Give the lines below again exactly, starting with the line that holds "Target: ceiling air vent" and going on through the line that holds "484, row 423.".

*** Block opens ***

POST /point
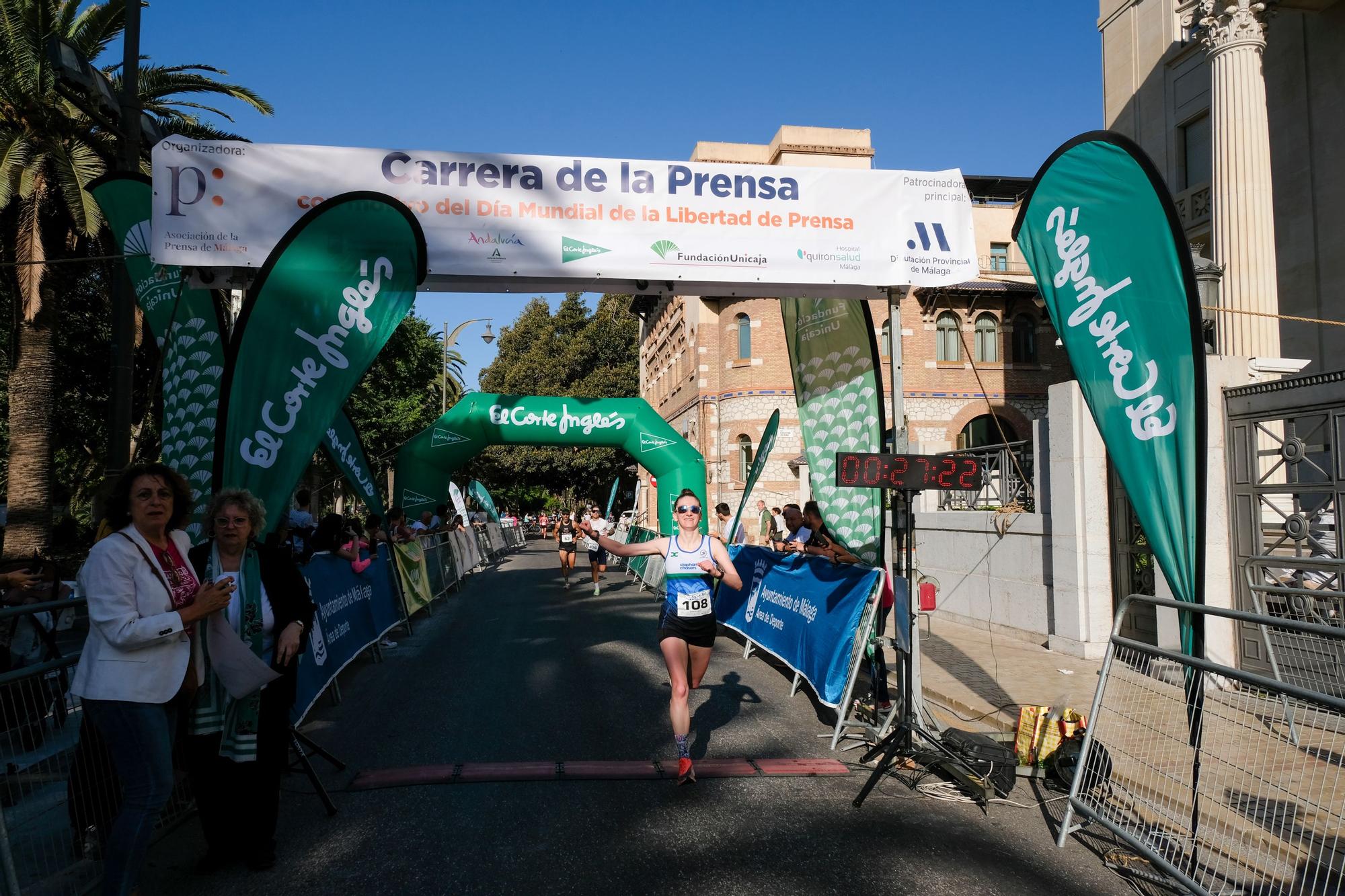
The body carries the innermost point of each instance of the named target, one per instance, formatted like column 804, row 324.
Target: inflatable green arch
column 481, row 420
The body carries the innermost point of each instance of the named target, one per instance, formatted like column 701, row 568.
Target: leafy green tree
column 49, row 153
column 571, row 353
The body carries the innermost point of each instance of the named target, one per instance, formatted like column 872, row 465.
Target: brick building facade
column 718, row 368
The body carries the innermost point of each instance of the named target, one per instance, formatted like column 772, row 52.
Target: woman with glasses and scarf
column 142, row 661
column 687, row 624
column 237, row 749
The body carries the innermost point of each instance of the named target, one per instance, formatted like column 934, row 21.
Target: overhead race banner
column 1112, row 260
column 346, row 451
column 484, row 498
column 837, row 384
column 188, row 327
column 493, row 220
column 479, row 420
column 323, row 306
column 804, row 610
column 765, row 448
column 354, row 610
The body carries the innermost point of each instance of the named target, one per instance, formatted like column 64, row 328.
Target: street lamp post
column 451, row 339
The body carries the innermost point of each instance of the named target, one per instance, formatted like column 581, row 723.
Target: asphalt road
column 517, row 669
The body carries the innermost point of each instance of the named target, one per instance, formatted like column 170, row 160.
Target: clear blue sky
column 989, row 88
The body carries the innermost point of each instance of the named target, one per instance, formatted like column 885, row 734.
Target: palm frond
column 15, row 154
column 76, row 166
column 98, row 26
column 32, row 253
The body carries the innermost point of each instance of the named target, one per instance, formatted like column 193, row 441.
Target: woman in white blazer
column 141, row 661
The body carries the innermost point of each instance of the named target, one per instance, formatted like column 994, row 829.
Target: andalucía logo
column 494, row 239
column 412, row 498
column 755, row 589
column 653, row 443
column 664, row 248
column 445, row 438
column 575, row 249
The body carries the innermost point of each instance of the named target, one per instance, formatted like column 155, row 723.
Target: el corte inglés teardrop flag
column 1109, row 253
column 839, row 389
column 344, row 446
column 319, row 313
column 188, row 329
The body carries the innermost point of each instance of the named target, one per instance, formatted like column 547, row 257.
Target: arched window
column 744, row 337
column 1024, row 341
column 949, row 343
column 988, row 338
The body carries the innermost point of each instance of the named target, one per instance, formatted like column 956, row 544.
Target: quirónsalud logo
column 576, row 249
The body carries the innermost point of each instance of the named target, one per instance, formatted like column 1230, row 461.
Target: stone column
column 1243, row 224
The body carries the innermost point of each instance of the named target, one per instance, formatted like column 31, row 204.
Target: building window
column 1024, row 341
column 744, row 458
column 988, row 338
column 1000, row 256
column 1198, row 154
column 744, row 337
column 949, row 343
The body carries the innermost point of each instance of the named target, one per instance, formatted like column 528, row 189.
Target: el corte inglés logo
column 576, row 249
column 652, row 443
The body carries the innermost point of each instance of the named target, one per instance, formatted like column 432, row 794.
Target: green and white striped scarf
column 213, row 709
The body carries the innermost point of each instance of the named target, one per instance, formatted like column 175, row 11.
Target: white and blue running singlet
column 689, row 596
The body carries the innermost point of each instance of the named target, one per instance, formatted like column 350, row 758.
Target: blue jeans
column 141, row 739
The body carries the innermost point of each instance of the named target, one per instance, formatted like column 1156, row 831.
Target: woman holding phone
column 687, row 624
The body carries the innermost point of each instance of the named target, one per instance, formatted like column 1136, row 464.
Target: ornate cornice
column 1229, row 24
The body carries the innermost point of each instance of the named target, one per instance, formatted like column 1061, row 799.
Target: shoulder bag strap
column 153, row 565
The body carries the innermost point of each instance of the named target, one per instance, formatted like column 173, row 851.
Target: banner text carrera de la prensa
column 399, row 167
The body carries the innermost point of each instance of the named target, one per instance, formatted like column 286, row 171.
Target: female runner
column 687, row 624
column 566, row 537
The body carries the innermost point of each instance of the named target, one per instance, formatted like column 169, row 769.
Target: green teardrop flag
column 478, row 491
column 348, row 452
column 1108, row 252
column 839, row 388
column 188, row 329
column 323, row 306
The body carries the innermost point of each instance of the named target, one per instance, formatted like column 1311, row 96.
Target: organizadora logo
column 578, row 249
column 844, row 257
column 673, row 255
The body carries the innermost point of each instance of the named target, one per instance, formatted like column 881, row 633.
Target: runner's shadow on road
column 720, row 709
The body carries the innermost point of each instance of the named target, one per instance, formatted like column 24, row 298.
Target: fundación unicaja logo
column 755, row 589
column 575, row 249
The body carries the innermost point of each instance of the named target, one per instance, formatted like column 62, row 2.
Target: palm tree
column 49, row 153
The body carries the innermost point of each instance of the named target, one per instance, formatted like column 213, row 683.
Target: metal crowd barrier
column 1225, row 780
column 59, row 790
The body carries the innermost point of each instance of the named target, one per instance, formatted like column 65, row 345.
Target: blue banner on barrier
column 804, row 610
column 354, row 610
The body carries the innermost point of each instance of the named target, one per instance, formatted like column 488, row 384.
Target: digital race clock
column 909, row 473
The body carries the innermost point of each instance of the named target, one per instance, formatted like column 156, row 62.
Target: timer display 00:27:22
column 909, row 473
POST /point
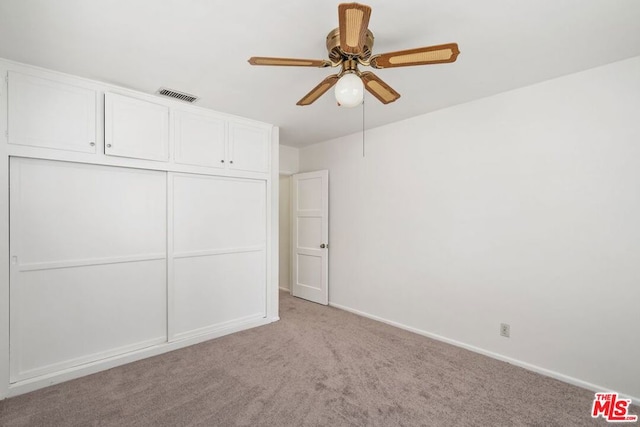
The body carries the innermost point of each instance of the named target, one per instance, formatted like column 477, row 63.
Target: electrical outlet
column 505, row 330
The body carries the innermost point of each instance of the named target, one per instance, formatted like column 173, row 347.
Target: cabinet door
column 248, row 147
column 46, row 113
column 199, row 139
column 136, row 128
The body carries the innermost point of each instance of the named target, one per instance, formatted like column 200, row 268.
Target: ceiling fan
column 350, row 45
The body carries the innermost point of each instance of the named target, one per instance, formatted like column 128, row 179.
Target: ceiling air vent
column 177, row 95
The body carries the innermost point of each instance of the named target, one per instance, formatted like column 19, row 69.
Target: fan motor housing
column 336, row 54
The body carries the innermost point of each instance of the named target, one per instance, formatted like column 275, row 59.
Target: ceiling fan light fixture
column 349, row 90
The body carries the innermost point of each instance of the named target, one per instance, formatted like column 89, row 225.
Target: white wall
column 521, row 208
column 284, row 281
column 288, row 160
column 288, row 165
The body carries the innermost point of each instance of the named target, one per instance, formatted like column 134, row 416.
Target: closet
column 137, row 224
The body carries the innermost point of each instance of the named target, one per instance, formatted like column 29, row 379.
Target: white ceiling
column 202, row 46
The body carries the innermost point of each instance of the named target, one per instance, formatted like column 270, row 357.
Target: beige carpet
column 317, row 366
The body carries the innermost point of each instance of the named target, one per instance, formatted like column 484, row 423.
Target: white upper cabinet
column 49, row 114
column 136, row 128
column 248, row 147
column 199, row 139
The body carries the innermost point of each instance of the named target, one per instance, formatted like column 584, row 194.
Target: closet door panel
column 69, row 316
column 88, row 263
column 72, row 212
column 218, row 256
column 214, row 213
column 215, row 289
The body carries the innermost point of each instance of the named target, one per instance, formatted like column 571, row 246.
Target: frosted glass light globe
column 349, row 90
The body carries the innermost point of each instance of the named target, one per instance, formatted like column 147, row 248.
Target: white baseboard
column 537, row 369
column 35, row 383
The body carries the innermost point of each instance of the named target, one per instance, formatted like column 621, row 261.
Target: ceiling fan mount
column 350, row 45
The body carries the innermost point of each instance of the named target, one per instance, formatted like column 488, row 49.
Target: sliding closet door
column 88, row 263
column 217, row 252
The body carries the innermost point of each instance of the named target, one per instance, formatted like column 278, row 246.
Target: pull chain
column 363, row 128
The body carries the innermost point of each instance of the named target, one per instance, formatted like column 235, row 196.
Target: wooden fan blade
column 353, row 21
column 289, row 62
column 319, row 90
column 378, row 88
column 421, row 56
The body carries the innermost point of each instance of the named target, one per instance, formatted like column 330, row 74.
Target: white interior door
column 310, row 233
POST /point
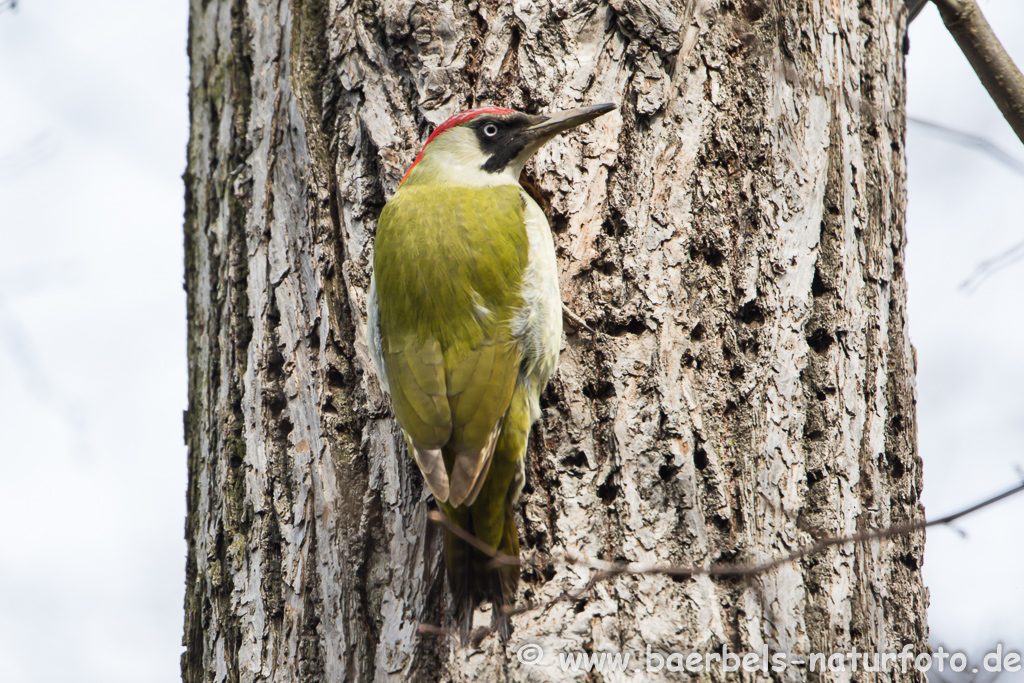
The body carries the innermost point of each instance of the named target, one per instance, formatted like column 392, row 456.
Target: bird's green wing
column 449, row 266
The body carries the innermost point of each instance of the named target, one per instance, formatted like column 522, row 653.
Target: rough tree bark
column 734, row 237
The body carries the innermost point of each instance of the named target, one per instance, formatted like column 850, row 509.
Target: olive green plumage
column 464, row 326
column 449, row 269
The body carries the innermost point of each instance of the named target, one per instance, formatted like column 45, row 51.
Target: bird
column 464, row 327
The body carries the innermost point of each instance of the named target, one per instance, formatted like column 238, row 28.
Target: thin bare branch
column 607, row 570
column 992, row 265
column 973, row 141
column 994, row 68
column 913, row 8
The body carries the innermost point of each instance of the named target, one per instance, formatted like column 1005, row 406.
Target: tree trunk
column 734, row 237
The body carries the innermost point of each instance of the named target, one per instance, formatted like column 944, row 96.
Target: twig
column 913, row 8
column 576, row 319
column 610, row 569
column 992, row 265
column 973, row 141
column 994, row 68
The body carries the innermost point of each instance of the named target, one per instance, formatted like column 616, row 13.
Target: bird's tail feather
column 473, row 579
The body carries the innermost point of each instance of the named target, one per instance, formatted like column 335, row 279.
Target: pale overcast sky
column 93, row 124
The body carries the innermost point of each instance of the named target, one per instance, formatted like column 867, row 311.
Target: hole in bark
column 818, row 287
column 909, row 561
column 274, row 365
column 275, row 402
column 820, row 340
column 576, row 459
column 896, row 424
column 753, row 11
column 699, row 458
column 335, row 379
column 751, row 313
column 633, row 326
column 711, row 254
column 608, row 492
column 895, row 465
column 599, row 390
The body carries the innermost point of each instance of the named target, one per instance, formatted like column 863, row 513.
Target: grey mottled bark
column 734, row 235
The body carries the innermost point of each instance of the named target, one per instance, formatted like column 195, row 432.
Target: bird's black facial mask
column 501, row 138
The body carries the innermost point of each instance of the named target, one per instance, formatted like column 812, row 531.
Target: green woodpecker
column 465, row 326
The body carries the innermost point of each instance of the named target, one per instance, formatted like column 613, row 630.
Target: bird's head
column 489, row 145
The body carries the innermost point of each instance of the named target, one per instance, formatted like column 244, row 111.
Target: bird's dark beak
column 550, row 125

*** Block closes ***

# WRITTEN RESPONSE:
Target: ceiling air vent
column 177, row 95
The body carries the innermost point of each instance of the named target, one per instance, formatted like column 19, row 69.
Target: fan motor housing
column 336, row 54
The body carries the innermost point of each instance of the named target, one per instance, formatted like column 275, row 59.
Target: ceiling fan light fixture
column 349, row 90
The body carries the innermost point of each instance of the named target, one per instance, formatted like column 89, row 225.
Target: white wall
column 521, row 208
column 284, row 281
column 288, row 160
column 288, row 165
The body carries the innermost point of each instance of the named target, one per instance, formatted like column 134, row 416.
Target: closet
column 137, row 224
The body carries the innermost point of each instance of the named target, one per instance, formatted like column 29, row 379.
Target: white ceiling
column 202, row 46
The body carries the innermost point of each instance of the named target, one per instance, formatted like column 270, row 357.
Target: beige carpet
column 317, row 366
The body carries the innermost point of each instance of the named target, one per instance, formatted like column 484, row 423.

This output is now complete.